> _READING TEXT_:
>>>>

Copy data from Rest API to Azure Data Lake Storage Gen 2 using Azure Data Factory

Copy data from Rest API to Azure Data Lake Storage Gen 2 using Azure Data Factory

This blog will see how to extract data from an open API using Azure Data Factory and copy the data to Azure Data Lake Storage Gen 2.

Prerequisites

  • Azure Subscription
  • Rest API
  • Azure Data Factory Instance
  • Azure Data Lake Storage Gen 2 Instance

We used the Department of Health and Mental Hygiene (DOHMH) New York City Restaurant Inspection Results data from NYC open data. DOHMH provide an Open API to their data.

Steps

Create a linked service for Rest API and Storage Gen 2

Open an Azure Data Factory Studio

Click the Manage icon and this will redirect to Linked Services

We need to create a new Linked service,

Source Linked service -> search Rest API connector -> select -> continue

Enter the below properties

  • Name
  • Base URL (Your Rest API Endpoint)
  • Select a suitable Authentication Type (I selected Anonymous as this API doesn’t have any tokens). You can select the authentication based on your API.

<<<<

> _SET TASKS_:
1. According to the walkthrough on copying Rest API data with Azure Data Factory, what data set was used as the source?
2. Extend the Azure Data Factory walkthrough from its final bullet on authentication type.

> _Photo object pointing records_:
>>>>

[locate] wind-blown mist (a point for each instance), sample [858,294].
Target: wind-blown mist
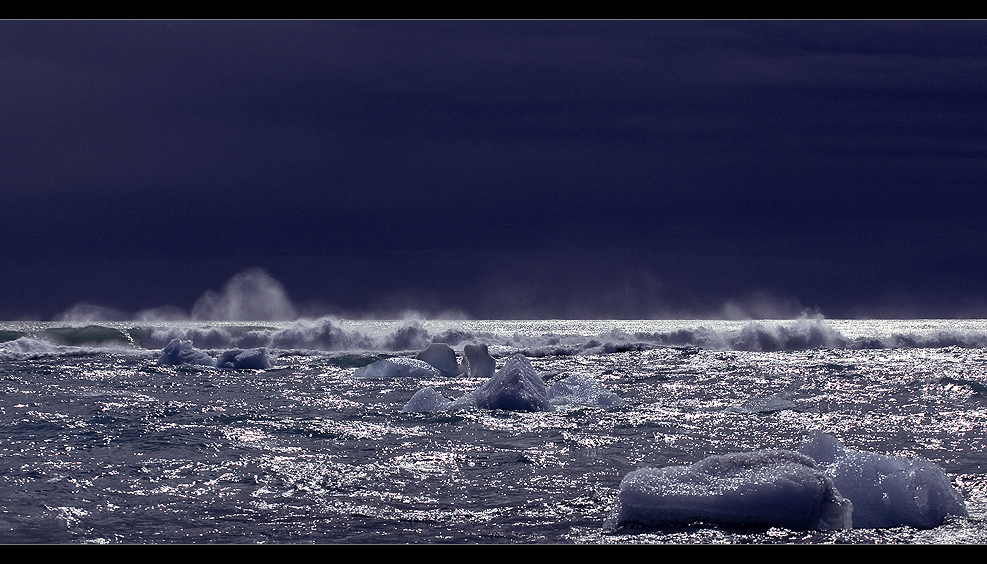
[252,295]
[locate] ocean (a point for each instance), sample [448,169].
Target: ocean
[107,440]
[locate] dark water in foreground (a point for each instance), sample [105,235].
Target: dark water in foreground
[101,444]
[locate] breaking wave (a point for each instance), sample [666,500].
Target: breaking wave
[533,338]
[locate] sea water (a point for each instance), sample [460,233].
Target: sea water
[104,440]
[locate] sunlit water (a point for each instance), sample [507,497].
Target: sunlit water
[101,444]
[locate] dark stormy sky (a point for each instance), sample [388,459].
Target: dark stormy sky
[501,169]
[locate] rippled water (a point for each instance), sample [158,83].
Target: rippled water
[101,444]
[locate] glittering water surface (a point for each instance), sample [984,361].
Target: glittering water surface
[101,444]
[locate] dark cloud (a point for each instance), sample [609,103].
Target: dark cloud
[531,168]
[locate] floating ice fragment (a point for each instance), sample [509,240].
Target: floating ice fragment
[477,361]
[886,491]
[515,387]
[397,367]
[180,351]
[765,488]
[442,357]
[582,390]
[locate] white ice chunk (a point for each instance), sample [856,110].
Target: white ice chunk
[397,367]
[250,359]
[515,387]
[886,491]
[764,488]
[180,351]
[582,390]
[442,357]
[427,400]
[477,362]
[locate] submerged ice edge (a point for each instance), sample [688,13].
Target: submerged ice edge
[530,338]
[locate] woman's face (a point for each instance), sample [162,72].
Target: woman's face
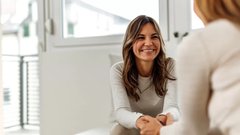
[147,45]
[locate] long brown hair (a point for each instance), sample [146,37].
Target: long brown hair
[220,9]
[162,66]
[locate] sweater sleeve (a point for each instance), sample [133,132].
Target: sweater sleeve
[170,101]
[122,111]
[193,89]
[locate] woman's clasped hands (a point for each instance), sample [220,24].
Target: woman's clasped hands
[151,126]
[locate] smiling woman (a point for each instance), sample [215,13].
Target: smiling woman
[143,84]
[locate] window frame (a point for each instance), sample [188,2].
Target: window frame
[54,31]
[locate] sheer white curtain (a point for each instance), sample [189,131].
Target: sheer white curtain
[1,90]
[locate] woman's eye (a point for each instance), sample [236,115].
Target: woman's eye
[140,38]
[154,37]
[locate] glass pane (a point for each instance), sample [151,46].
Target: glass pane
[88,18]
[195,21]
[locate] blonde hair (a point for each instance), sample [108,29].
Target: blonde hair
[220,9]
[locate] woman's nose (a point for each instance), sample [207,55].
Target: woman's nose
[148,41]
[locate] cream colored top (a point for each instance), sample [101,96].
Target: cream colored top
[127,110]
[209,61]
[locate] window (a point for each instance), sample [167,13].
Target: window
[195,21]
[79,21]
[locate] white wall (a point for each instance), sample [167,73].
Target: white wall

<<<<

> _REPLIES_:
1. The Department of Health and Mental Hygiene (DOHMH) New York City Restaurant Inspection Results data from NYC open data.

2.
  • Test the Connection
  • Click create

New linked service “ls_NYCApi_output” has been created

→ Create Storage gen 2 linked service

Source Linked service -> search gen 2 connector -> select -> continue

Enter the below properties

  • Name
  • Select Azure Subscription
  • Select the storage name (You need to create a gen 2 instance before creating this linked service)
  • Test Connection
  • Click create

New linked service “ls_gen2_NYCApi_output” has been created.

2) Create a source and sink dataset

Our source dataset is the NYC data which comes from Rest API. A sink dataset is nothing but storing the data in the necessary destination. In this example, we are extracting the data from the API and store into the Data Lake storage gen 2.

In order to create a source and sink dataset, we need to click the Author icon from the Azure Data Factory

The next step is to click the new dataset

New dataset → search Rest API -> select – continue

Enter the below properties

  • Name
  • Select the linked service (we need to select our rest API linked service which we created in the earlier steps “ls_NYCApi_output”
  • Click OK

A source dataset has been created.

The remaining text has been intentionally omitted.